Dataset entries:
......
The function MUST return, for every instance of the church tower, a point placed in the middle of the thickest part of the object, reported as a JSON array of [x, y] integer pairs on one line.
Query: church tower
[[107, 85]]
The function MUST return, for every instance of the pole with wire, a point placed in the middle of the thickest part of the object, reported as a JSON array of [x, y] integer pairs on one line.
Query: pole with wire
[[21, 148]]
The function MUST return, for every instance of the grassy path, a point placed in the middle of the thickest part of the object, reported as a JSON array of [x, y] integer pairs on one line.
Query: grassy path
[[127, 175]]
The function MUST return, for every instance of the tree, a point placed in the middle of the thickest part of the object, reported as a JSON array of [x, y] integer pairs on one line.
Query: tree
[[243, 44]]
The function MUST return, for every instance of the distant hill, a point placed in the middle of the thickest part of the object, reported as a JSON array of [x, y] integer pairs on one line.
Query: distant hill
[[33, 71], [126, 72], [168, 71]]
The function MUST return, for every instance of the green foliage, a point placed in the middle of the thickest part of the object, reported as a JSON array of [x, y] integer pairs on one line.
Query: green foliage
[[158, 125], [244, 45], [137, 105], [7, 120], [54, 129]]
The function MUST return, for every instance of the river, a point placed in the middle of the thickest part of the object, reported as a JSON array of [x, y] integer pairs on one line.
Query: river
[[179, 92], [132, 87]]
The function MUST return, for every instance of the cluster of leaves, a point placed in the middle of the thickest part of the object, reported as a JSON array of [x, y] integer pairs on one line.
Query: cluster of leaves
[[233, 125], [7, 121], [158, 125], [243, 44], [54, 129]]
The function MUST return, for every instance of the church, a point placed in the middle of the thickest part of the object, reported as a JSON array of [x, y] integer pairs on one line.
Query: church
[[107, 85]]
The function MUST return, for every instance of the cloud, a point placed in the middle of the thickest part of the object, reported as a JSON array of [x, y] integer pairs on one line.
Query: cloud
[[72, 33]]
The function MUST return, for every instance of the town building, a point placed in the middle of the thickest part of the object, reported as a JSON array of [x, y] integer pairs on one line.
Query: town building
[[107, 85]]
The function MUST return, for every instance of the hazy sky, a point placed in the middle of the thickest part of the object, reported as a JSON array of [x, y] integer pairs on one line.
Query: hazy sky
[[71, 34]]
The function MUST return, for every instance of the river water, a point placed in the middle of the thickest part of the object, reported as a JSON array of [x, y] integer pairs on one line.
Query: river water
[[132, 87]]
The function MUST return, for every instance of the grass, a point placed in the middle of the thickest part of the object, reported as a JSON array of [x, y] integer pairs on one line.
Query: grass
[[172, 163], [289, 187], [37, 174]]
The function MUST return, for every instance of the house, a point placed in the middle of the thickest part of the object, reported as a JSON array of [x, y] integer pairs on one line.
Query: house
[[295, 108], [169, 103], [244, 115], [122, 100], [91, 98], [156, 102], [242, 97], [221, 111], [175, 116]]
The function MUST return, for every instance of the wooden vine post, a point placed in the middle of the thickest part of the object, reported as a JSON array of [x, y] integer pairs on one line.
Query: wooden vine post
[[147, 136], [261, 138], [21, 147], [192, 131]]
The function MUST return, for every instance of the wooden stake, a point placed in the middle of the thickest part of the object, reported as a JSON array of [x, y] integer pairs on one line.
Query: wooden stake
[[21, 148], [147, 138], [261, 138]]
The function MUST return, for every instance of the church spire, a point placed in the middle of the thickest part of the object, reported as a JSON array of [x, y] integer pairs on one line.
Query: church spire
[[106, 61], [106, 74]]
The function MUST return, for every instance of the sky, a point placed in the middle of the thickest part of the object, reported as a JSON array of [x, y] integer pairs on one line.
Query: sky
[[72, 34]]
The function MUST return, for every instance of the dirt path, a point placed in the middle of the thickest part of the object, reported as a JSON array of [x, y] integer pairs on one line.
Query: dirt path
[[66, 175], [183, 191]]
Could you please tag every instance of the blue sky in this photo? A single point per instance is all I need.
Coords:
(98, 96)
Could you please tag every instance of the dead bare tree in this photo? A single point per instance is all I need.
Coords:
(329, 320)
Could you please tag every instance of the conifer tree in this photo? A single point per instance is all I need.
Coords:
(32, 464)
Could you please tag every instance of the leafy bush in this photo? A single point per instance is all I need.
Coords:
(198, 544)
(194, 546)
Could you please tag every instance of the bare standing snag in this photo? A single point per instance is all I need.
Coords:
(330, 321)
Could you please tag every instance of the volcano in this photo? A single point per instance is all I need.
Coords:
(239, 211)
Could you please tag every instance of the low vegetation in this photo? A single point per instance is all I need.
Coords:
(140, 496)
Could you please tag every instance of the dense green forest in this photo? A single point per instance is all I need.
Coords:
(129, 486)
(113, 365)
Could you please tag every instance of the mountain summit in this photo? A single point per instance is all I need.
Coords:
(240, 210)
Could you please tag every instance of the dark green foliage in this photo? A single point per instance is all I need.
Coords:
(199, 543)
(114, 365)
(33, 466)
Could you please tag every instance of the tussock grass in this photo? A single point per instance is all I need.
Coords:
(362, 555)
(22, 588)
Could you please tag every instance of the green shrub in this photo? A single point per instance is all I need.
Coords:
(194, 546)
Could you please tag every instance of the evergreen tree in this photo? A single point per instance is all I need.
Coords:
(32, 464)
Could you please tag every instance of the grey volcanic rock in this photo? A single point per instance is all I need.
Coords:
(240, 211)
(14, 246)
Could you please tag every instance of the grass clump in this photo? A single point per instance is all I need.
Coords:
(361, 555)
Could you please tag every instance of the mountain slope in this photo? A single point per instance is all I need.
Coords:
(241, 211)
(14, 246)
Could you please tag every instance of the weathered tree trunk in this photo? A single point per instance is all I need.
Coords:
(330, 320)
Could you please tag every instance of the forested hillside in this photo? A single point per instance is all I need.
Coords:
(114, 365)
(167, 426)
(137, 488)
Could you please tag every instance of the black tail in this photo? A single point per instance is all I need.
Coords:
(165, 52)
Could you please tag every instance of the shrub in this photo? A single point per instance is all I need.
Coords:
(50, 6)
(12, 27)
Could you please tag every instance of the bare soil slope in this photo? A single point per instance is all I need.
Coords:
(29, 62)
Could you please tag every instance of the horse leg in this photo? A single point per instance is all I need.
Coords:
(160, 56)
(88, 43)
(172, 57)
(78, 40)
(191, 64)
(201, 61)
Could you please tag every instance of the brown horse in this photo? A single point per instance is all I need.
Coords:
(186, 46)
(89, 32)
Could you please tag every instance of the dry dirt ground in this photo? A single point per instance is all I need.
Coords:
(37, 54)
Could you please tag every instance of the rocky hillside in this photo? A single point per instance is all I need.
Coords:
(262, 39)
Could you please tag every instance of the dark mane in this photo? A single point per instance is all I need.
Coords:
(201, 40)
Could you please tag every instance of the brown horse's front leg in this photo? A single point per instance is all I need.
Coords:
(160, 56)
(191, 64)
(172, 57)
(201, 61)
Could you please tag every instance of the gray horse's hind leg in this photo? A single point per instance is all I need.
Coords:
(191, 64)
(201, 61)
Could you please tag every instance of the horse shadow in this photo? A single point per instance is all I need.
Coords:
......
■ **What to work on**: Considering the records line by line, how many lines hold the string "mountain"? Say only the number.

■ **Solution to the problem**: 2